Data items
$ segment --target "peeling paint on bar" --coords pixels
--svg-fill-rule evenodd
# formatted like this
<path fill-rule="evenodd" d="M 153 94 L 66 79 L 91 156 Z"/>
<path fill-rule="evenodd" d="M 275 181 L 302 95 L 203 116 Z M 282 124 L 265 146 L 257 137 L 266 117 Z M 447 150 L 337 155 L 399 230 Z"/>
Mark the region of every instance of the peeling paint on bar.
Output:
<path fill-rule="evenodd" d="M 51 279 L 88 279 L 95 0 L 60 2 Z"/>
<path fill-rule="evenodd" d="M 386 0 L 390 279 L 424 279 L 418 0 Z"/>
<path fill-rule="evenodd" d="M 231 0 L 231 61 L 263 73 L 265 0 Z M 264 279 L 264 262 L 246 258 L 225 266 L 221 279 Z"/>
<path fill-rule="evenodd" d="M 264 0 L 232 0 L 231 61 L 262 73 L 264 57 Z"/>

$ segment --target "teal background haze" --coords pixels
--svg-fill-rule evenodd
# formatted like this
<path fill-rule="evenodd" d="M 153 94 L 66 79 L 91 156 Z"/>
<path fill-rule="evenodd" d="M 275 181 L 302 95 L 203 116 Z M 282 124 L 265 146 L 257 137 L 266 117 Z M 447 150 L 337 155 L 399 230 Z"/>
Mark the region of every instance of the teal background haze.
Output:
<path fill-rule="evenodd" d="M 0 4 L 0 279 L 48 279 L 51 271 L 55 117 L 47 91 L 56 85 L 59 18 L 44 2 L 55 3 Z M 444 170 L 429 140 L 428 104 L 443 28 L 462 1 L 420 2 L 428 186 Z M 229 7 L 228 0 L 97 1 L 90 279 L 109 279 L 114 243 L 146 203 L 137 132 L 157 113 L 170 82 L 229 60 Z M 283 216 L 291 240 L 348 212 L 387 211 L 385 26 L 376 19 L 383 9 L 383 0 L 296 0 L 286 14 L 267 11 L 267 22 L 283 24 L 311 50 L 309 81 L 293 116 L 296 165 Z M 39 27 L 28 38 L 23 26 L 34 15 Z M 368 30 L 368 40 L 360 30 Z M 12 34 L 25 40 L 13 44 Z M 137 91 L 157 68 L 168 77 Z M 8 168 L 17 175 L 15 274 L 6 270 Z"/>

Task ▸ All the data needs repeating. Return it exactly.

Expected answer ▸
$ segment --target "peeling paint on bar" --coords pixels
--svg-fill-rule evenodd
# formatted like this
<path fill-rule="evenodd" d="M 153 94 L 66 79 L 91 156 Z"/>
<path fill-rule="evenodd" d="M 275 181 L 302 95 L 203 116 Z M 282 124 L 265 146 L 257 137 L 266 117 Z M 447 150 L 337 155 L 399 230 Z"/>
Mark the region of every instance of the peeling paint on bar.
Output:
<path fill-rule="evenodd" d="M 51 279 L 88 279 L 95 0 L 60 2 Z"/>
<path fill-rule="evenodd" d="M 386 0 L 390 279 L 424 279 L 418 0 Z"/>
<path fill-rule="evenodd" d="M 231 0 L 231 61 L 263 73 L 265 0 Z M 264 279 L 264 262 L 246 258 L 225 266 L 221 279 Z"/>
<path fill-rule="evenodd" d="M 264 0 L 232 0 L 231 61 L 262 73 L 264 57 Z"/>

$ segment --target "teal background haze" --coords pixels
--svg-fill-rule evenodd
# formatted like this
<path fill-rule="evenodd" d="M 153 94 L 66 79 L 91 156 Z"/>
<path fill-rule="evenodd" d="M 275 181 L 302 95 L 203 116 Z M 282 124 L 265 146 L 257 137 L 266 117 Z M 447 150 L 337 155 L 399 230 Z"/>
Mark the region of every instance of the teal background haze.
Output:
<path fill-rule="evenodd" d="M 0 4 L 0 279 L 48 279 L 51 271 L 55 117 L 47 91 L 56 85 L 59 18 L 44 2 L 55 3 Z M 444 170 L 429 140 L 428 104 L 443 28 L 462 1 L 420 2 L 428 186 Z M 229 7 L 228 0 L 97 1 L 90 279 L 109 279 L 114 243 L 146 203 L 137 132 L 157 113 L 170 82 L 229 60 Z M 283 216 L 291 240 L 348 212 L 387 211 L 385 26 L 376 19 L 383 9 L 383 0 L 296 0 L 286 14 L 267 11 L 267 22 L 283 24 L 311 50 L 309 81 L 293 116 L 296 165 Z M 39 27 L 28 38 L 23 26 L 34 15 Z M 368 30 L 368 40 L 360 30 Z M 12 34 L 25 40 L 13 44 Z M 137 91 L 157 68 L 168 77 Z M 8 168 L 17 175 L 15 274 L 6 270 Z"/>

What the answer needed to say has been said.